#### [WHAT THE EXERCISE ASKS]
Where "tree" occurs in a line of the entries below, copy that line.

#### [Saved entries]
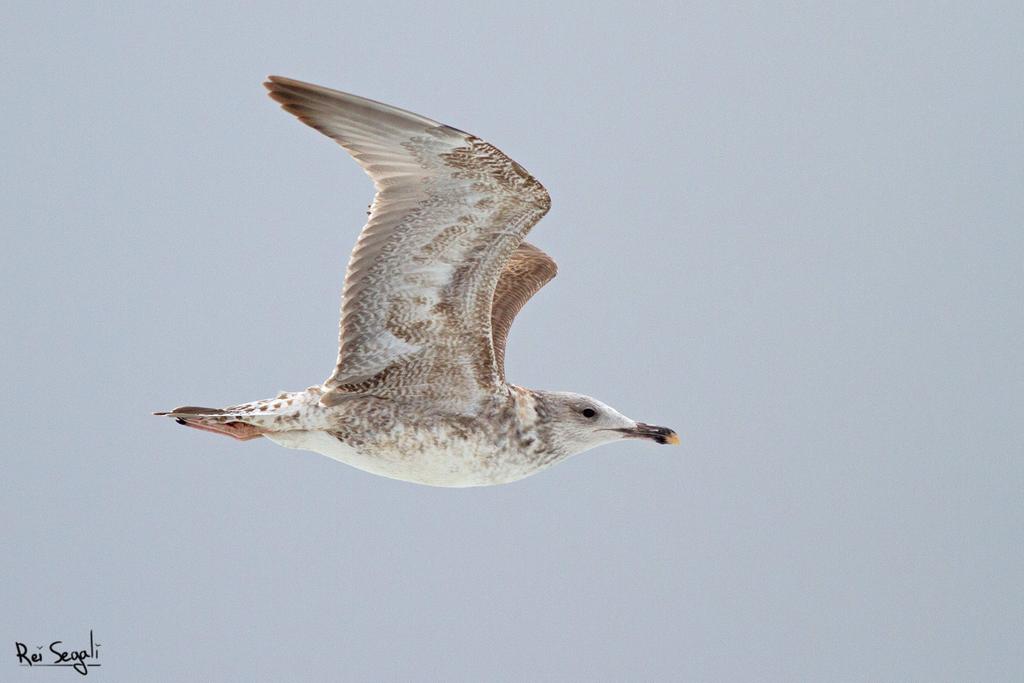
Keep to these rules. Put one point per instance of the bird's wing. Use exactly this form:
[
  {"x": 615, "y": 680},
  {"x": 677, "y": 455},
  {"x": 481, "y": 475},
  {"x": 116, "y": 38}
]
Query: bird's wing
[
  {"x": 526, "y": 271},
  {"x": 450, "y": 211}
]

==

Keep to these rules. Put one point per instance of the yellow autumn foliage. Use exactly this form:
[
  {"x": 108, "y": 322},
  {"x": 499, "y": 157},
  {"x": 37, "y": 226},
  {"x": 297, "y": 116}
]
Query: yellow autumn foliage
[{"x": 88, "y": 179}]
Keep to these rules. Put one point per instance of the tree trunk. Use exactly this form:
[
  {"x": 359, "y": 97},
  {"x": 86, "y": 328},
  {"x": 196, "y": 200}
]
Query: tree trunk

==

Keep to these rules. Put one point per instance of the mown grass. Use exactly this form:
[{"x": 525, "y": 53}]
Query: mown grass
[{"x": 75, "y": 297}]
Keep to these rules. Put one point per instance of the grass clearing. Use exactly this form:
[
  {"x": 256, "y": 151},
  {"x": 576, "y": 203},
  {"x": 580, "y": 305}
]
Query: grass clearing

#### [RESPONSE AREA]
Keep to these rules. Put one point per instance of the tree trunk. Use exactly this form:
Query: tree trunk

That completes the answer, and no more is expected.